### Your objective
In the records below, copy every line word for word, starting from the line that contains "Where can the rear bumper" and continuing through the last line of the records, with both ends included.

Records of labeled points
####

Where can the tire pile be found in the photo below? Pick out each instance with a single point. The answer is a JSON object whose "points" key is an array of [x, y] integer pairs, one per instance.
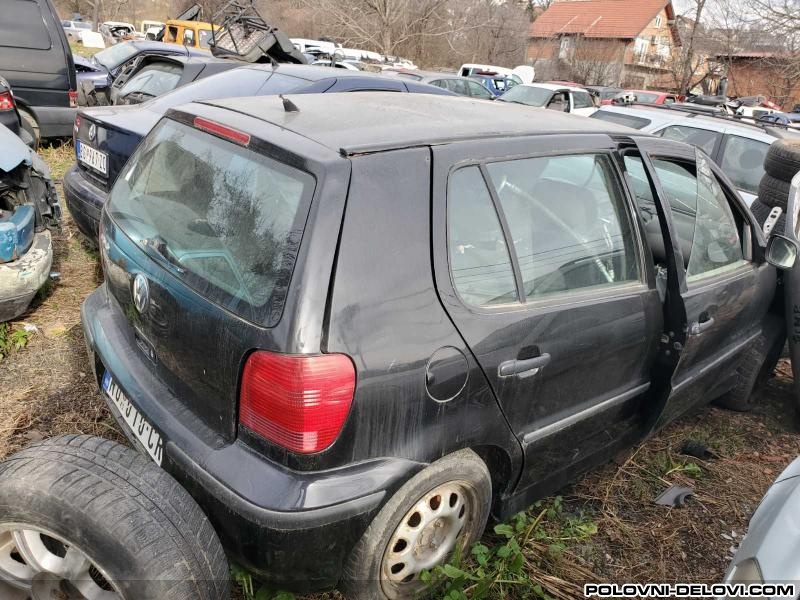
{"points": [[781, 165]]}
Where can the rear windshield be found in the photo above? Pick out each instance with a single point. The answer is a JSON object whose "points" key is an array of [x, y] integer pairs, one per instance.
{"points": [[228, 220]]}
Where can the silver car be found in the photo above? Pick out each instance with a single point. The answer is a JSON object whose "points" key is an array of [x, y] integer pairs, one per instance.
{"points": [[737, 146], [769, 551]]}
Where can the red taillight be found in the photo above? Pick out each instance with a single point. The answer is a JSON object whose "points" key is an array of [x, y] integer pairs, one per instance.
{"points": [[299, 402], [6, 101], [228, 133]]}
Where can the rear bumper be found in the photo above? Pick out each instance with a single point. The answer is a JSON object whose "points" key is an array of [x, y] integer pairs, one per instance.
{"points": [[21, 279], [293, 528], [84, 201]]}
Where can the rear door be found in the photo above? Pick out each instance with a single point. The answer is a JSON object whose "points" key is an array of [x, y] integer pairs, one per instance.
{"points": [[541, 267], [725, 292]]}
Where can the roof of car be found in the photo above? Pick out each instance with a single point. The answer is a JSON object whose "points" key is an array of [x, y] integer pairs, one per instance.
{"points": [[368, 122], [553, 86], [665, 115]]}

####

### Task solution
Where can the rear bumper be found in the photo above? Pick out each instance with a single point. The answer is a JSON object whose "points" key is an array of [x, y] integer pairs, one per instance.
{"points": [[21, 279], [293, 528], [84, 201]]}
Where can the rear door be found in the photo above? Pick out each instance with a single point. The answer is a JSON object whose "points" key is an array of [x, y] integer pairs, one per instance.
{"points": [[541, 267], [725, 292]]}
Where can the roof of car be found in the photo above? Pick out each instance with a single point. The answer is a JSON object whose "points" key is an array of [x, y] integer pairs, one per instance.
{"points": [[368, 122], [553, 86], [665, 115]]}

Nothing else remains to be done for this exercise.